Rewrite every line of the data from the start up to and including the line containing "point(214, 181)", and shift each x and y coordinate of the returned points by -128.
:::::
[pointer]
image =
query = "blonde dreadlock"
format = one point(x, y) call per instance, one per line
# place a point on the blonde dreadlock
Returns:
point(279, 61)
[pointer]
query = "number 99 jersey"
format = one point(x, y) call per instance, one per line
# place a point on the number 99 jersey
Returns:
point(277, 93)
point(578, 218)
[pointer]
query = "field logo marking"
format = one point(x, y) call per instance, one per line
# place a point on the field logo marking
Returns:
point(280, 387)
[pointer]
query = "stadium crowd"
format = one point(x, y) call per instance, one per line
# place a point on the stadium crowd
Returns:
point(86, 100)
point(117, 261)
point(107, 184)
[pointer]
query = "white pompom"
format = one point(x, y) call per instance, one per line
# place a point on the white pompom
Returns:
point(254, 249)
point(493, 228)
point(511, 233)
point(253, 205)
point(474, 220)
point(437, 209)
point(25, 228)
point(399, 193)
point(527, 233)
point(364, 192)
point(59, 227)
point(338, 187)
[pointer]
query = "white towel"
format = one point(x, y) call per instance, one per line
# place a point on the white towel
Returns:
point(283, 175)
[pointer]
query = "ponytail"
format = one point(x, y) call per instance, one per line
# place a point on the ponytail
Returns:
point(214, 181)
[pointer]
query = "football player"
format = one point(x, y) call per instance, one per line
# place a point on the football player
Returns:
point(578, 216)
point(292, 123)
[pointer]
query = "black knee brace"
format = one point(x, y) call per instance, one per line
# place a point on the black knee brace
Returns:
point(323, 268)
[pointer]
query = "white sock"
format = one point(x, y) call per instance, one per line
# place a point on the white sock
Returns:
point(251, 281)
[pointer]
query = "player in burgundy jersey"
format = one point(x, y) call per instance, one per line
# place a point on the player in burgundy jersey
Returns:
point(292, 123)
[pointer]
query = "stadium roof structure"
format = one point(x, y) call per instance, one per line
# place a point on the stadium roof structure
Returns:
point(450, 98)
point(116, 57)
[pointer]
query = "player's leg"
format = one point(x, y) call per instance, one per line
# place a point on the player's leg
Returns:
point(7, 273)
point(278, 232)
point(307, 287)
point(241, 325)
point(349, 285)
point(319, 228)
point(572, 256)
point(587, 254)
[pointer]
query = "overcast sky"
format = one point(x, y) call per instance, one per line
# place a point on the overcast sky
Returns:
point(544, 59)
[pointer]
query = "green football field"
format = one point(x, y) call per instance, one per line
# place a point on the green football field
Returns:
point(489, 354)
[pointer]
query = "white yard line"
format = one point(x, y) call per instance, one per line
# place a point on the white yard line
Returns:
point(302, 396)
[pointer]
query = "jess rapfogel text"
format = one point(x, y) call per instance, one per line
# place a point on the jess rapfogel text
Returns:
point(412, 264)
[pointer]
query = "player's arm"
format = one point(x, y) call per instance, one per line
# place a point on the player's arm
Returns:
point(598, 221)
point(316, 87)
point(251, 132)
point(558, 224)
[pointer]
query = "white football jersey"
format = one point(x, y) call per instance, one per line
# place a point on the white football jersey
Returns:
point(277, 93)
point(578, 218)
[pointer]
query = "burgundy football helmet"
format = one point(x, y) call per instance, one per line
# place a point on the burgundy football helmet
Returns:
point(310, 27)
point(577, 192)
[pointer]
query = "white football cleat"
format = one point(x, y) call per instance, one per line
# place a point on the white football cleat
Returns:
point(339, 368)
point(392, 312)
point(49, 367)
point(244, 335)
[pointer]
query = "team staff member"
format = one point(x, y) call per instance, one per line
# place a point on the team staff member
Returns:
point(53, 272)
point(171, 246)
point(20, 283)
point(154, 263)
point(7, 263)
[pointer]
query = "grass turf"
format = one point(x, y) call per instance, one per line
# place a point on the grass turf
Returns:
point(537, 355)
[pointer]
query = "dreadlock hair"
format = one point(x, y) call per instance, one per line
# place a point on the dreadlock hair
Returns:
:::::
Result of the task:
[pointer]
image =
query = "blonde dreadlock"
format = one point(x, y) call per instance, one per line
# place a point on the blonde dreadlock
Returns:
point(151, -67)
[pointer]
query = "number 99 jersey"
format = one point(x, y) call per instance, one per line
# place a point on the number 99 jersey
Returns:
point(149, -35)
point(450, 90)
[pointer]
query = "field logo marking"
format = one point(x, y) call per instance, one per line
# place a point on the field logo marking
Returns:
point(152, 259)
[pointer]
query = "stadium crowd"
format = one point(x, y) call per instance, one per line
# place a point on the stadium crowd
Returns:
point(-42, -28)
point(-11, 133)
point(-21, 56)
[pointer]
query = "white pompom"
format = one point(x, y) call per instance, one per line
# place a point on the white pompom
Returns:
point(126, 121)
point(365, 100)
point(383, 105)
point(125, 77)
point(346, 92)
point(309, 81)
point(-103, 100)
point(271, 65)
point(399, 105)
point(236, 64)
point(-69, 99)
point(210, 59)
[pointer]
query = "white towel"
format = one point(x, y) call per instance, one per line
# place a point on the white towel
Returns:
point(155, 47)
[pointer]
query = "ponytail"
format = one point(x, y) call per instance, one per line
# place a point on the ponytail
Returns:
point(86, 53)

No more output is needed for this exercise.